◆ Provided passage ◆
::::::::

Last month a team of biometric researchers at the West Virginia University traveled to Twinsburg, Ohio’s Twins Days Festival, the world’s largest annual gathering of twins and multiples.

At the event, the WVU researchers introduced audio and video data collection to their process.

“Automated voice recognition is emerging as a biometric method,” said Jeremy Dawson, research assistant professor in the Lane Department of Computer Science and Electrical Engineering. “There has been little-to-no research performed on how similar twins’ voices are”.

In order to ensure the collection of quality data, researchers set up portable sound isolation rooms on site that protected their research data from almost all background noise.

“These are much more efficient collection wise. All you could hear was the participant,” said Casey Norville, a senior biometric systems and computer engineering major who manned the station. “This was a really cool hands-on, real world application of biometric science.”

::::::::

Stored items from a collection
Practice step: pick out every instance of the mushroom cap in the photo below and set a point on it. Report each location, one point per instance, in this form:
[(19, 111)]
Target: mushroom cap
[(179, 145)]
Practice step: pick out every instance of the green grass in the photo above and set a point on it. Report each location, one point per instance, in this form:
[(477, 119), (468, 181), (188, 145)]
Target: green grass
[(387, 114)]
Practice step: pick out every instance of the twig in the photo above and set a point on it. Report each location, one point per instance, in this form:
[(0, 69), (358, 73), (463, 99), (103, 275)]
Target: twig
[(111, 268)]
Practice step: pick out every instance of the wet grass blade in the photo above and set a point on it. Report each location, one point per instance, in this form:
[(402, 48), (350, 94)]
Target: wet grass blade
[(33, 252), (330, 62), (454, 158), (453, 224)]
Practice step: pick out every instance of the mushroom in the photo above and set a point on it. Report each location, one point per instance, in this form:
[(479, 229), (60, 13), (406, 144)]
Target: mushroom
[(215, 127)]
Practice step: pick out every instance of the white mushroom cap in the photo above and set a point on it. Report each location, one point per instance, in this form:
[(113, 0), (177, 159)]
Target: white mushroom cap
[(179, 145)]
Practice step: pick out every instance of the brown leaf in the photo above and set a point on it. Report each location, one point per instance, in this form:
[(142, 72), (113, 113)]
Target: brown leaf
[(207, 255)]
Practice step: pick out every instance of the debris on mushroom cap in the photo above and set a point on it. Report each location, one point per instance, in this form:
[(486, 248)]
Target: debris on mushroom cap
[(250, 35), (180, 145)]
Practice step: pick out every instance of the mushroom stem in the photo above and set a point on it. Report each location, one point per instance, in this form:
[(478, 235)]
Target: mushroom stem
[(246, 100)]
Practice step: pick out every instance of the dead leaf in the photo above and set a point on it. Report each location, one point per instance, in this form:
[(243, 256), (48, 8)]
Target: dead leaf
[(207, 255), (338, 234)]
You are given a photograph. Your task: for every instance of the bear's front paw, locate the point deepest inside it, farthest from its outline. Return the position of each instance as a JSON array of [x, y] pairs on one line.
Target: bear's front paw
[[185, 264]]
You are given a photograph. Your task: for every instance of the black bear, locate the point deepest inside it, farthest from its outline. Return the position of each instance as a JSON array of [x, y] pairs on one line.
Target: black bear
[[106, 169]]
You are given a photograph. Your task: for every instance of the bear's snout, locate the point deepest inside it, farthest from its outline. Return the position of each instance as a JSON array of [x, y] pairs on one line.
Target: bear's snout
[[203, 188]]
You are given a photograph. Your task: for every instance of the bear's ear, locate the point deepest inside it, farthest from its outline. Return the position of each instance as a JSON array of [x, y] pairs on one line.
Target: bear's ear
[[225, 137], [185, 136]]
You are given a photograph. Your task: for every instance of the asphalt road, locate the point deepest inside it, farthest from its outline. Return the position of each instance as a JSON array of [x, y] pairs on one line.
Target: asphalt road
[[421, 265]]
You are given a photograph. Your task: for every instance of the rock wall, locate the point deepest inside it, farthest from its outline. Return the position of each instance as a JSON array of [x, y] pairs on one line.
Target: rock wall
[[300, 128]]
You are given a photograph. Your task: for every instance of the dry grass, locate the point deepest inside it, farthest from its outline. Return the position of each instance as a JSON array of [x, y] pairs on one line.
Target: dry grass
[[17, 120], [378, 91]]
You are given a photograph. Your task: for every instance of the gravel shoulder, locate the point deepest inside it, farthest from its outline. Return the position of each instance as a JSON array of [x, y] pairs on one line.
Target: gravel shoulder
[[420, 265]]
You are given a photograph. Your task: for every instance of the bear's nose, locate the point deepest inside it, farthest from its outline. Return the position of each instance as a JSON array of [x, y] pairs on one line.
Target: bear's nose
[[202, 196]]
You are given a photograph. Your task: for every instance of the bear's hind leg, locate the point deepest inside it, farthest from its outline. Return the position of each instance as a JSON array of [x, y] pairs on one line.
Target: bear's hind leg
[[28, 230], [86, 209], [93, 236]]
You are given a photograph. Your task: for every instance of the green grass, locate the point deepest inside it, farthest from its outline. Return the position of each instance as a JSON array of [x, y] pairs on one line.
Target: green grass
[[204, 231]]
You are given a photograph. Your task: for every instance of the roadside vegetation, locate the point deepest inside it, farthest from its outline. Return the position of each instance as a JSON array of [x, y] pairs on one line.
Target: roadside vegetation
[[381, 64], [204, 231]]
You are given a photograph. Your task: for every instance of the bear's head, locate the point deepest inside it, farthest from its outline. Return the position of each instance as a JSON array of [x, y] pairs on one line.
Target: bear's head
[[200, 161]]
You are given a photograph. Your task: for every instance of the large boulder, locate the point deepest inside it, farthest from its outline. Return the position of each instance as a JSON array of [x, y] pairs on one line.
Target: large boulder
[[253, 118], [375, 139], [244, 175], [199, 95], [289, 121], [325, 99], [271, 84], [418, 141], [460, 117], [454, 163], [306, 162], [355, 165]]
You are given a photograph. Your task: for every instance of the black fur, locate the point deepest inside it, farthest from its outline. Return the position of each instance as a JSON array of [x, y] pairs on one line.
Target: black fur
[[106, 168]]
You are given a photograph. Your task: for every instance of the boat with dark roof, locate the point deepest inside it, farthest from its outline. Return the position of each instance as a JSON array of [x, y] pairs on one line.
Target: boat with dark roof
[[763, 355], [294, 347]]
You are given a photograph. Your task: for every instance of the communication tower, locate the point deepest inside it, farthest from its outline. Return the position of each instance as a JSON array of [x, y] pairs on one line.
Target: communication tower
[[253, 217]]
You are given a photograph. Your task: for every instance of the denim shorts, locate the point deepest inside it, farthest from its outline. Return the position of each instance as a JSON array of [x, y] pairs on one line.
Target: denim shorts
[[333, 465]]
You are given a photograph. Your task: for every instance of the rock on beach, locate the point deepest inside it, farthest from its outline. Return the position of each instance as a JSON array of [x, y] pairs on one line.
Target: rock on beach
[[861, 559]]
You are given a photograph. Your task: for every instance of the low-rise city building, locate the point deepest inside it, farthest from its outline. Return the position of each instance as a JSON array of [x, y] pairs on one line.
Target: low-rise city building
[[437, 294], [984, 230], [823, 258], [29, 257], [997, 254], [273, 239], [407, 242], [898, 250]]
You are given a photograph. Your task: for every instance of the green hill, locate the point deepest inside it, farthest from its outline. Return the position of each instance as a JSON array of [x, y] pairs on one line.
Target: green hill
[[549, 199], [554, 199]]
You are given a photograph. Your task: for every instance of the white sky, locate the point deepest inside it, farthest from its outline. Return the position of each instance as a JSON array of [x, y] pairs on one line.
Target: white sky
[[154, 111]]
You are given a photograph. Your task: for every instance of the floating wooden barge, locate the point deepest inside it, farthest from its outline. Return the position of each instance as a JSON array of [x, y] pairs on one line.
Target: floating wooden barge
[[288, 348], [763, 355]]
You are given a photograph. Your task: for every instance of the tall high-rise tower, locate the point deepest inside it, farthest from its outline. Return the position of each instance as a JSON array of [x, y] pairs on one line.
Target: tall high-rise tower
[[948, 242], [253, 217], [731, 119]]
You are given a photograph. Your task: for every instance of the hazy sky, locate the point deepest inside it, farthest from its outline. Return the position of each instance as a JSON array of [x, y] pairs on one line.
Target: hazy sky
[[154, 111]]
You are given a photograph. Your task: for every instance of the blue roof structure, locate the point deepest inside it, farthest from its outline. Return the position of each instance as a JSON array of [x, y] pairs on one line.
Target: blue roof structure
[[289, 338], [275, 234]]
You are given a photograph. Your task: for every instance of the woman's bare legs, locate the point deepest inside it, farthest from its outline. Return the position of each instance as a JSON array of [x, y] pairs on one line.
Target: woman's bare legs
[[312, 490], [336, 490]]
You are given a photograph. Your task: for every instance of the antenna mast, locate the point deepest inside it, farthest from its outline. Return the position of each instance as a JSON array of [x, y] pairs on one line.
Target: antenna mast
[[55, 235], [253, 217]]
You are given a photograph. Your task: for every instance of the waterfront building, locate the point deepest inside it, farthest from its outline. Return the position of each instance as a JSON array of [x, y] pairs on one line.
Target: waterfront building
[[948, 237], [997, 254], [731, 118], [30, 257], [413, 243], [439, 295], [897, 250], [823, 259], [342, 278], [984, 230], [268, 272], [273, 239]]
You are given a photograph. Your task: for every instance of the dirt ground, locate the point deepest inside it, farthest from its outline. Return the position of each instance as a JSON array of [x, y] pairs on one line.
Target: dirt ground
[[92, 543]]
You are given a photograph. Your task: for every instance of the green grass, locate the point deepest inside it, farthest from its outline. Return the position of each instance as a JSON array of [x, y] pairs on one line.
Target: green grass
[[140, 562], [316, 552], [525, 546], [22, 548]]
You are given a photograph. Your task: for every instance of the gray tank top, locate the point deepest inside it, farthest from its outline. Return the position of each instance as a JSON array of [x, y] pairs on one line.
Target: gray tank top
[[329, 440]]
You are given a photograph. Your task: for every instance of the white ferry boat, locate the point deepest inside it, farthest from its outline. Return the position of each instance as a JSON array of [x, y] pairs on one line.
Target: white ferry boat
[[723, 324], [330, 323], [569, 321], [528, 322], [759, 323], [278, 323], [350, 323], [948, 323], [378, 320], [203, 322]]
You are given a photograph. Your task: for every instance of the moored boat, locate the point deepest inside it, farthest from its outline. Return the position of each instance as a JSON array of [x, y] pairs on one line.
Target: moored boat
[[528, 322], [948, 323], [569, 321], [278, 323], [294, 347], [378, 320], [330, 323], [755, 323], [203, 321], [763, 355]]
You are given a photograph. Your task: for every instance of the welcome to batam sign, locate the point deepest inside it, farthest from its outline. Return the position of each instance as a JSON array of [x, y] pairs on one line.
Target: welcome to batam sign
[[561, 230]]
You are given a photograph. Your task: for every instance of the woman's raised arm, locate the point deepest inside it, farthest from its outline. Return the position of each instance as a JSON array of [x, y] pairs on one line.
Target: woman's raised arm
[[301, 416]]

::::::::

◆ Jobs ◆
1. Quote the stretch of the passage on the Twins Days research from "Last month a" through "twins and multiples.".
2. According to the passage on the Twins Days research, what did the researchers set up on site to shield their data from background noise?
3. Give what follows in the passage on the Twins Days voice research, picking up after its final sentence.
The items are distinct material and are unrelated to the passage.

◆ Written responses ◆
1.
Last month a team of biometric researchers at the West Virginia University traveled to Twinsburg, Ohio’s Twins Days Festival, the world’s largest annual gathering of twins and multiples.

2. Portable sound isolation rooms.

3.
The event provides a unique opportunity for biometric researchers to collect a large amount of data from a rare sample of the population.

Student researchers, who typically collect fingerprints, facial photos, and audio and video recordings indoors at the WVU lab, brought these lab setups outdoors.

For 10 hours a day, these students must make quick adjustments to their setup to account for the shifting conditions.

“Twins Days allows us to build large datasets that contain things such as facial images that would be considered challenging in typical biometric applications and scenarios,” said Dawson.

Students say that the most challenging component of Twins Days was expediting the collection process and maintaining quality data.